- [Supplied information]:

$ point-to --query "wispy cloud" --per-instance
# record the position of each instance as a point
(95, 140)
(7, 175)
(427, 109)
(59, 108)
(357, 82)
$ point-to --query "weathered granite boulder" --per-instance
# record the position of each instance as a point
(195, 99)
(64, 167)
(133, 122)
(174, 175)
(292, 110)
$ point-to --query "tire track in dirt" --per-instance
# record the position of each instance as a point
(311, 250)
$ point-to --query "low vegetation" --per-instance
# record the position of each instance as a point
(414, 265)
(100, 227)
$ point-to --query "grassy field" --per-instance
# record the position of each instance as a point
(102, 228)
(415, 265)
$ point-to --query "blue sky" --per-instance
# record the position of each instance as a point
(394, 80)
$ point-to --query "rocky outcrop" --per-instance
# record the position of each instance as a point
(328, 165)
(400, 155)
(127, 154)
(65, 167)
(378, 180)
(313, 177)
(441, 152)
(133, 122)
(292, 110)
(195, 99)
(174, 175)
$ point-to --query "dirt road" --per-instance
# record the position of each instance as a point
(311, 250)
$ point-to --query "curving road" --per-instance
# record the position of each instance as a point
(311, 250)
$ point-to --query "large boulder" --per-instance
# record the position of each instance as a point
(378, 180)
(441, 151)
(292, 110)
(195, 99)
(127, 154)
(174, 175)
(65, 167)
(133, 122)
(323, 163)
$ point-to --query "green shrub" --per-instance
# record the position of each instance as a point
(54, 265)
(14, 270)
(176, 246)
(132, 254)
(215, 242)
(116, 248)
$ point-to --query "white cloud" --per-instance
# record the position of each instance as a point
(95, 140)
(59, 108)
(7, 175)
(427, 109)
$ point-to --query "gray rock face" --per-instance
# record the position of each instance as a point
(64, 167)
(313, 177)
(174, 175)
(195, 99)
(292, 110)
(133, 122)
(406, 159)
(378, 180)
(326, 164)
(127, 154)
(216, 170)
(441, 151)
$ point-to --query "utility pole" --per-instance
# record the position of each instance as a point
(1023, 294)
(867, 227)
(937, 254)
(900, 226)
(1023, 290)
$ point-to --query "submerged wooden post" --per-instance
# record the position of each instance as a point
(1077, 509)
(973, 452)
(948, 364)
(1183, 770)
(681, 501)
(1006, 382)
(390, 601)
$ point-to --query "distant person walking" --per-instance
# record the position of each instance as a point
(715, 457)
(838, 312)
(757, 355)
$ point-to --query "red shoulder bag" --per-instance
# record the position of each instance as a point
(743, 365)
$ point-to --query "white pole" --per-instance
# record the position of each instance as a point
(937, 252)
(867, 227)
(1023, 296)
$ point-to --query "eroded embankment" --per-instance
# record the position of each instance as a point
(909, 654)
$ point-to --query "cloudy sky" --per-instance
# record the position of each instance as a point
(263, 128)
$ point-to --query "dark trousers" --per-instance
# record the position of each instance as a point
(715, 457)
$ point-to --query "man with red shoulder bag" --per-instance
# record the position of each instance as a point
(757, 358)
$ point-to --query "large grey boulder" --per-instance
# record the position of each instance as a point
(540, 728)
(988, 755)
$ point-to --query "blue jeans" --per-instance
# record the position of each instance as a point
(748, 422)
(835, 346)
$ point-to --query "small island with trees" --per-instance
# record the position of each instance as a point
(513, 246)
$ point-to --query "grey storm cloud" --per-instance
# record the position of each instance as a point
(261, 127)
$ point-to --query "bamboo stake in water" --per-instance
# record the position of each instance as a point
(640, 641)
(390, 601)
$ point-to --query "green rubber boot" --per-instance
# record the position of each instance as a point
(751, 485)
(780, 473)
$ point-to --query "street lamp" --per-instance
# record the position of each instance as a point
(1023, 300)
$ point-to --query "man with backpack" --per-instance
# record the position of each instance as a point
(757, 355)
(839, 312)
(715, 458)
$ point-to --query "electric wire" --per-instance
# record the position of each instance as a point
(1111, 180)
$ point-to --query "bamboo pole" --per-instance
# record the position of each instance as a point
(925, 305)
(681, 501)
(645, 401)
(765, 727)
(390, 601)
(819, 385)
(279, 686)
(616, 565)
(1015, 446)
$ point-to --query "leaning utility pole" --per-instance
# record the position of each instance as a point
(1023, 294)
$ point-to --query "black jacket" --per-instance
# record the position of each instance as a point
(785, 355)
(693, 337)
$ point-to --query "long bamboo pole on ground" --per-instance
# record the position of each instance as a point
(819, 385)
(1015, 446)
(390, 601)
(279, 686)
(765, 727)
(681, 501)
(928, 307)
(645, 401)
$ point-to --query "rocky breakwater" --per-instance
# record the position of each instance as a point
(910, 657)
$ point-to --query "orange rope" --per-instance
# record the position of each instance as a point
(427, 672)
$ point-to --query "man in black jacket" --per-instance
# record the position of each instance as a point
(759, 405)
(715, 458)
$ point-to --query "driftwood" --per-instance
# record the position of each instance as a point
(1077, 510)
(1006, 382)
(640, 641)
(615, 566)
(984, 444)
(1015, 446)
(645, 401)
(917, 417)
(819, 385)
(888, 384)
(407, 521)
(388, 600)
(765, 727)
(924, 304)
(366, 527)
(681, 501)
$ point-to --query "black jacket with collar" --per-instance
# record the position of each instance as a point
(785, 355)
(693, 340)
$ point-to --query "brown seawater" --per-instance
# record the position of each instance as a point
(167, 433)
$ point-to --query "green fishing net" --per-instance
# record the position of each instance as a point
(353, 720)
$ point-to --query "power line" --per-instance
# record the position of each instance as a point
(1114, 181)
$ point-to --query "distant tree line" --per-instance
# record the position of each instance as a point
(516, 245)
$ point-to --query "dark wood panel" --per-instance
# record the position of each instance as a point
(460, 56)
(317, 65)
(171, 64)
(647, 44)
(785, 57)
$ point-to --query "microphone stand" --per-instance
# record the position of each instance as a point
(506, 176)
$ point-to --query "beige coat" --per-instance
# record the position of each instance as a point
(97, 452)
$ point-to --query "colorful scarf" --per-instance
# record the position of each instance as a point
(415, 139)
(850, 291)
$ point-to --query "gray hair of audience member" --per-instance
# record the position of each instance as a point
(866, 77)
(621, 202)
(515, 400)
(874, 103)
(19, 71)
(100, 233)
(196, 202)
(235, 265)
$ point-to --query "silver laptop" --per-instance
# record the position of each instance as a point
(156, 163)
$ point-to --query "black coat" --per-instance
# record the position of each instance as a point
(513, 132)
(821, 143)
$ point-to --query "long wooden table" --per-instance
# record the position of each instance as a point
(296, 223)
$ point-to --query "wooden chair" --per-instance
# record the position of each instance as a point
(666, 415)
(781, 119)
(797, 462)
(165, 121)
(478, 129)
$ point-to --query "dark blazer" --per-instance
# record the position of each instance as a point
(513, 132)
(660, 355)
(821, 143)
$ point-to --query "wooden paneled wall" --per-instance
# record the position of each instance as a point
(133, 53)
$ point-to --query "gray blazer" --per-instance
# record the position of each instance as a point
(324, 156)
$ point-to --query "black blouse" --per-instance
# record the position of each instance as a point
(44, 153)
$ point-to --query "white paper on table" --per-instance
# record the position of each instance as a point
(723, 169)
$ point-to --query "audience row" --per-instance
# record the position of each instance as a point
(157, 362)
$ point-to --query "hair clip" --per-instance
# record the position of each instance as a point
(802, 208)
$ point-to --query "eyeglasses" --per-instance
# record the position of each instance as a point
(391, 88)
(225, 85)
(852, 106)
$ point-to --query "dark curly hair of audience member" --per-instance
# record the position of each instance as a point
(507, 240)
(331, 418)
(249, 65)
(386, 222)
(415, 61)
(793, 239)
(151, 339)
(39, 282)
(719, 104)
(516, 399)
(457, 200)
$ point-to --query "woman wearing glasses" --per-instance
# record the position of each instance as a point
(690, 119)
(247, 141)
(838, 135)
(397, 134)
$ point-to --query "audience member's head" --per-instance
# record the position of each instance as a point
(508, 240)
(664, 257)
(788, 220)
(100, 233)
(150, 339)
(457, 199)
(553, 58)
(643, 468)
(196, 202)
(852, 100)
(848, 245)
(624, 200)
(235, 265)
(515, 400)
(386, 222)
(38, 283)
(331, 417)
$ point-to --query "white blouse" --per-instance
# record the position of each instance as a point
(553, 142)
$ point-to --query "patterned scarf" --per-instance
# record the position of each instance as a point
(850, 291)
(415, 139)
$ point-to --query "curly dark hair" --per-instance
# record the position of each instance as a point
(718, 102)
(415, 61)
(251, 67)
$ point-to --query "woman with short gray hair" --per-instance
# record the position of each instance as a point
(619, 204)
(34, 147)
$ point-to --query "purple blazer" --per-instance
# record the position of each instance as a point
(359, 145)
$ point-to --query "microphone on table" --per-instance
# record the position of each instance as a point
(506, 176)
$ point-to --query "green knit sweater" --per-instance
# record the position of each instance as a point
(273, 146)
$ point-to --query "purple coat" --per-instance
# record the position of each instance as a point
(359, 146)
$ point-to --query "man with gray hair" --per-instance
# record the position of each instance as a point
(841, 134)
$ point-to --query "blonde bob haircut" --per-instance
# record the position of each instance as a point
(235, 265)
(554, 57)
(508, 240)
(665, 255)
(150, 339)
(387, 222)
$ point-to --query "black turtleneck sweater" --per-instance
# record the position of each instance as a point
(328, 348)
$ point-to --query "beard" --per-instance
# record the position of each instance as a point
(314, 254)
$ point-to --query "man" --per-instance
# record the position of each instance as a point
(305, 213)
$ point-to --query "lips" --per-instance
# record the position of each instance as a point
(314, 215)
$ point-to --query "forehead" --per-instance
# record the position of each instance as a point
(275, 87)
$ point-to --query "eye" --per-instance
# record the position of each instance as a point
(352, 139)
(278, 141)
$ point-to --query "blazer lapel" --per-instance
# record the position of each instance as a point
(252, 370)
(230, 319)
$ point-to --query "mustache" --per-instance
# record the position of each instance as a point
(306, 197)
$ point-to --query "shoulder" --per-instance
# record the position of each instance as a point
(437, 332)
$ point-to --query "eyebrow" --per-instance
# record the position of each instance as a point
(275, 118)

- [Short exercise]:
Please identify every line above that contains the string "purple" and copy each one in full, treating uppercase and lowercase as different.

- [The answer]:
$ point-to --query "purple blazer" --per-instance
$ point-to --query "purple coat" --per-instance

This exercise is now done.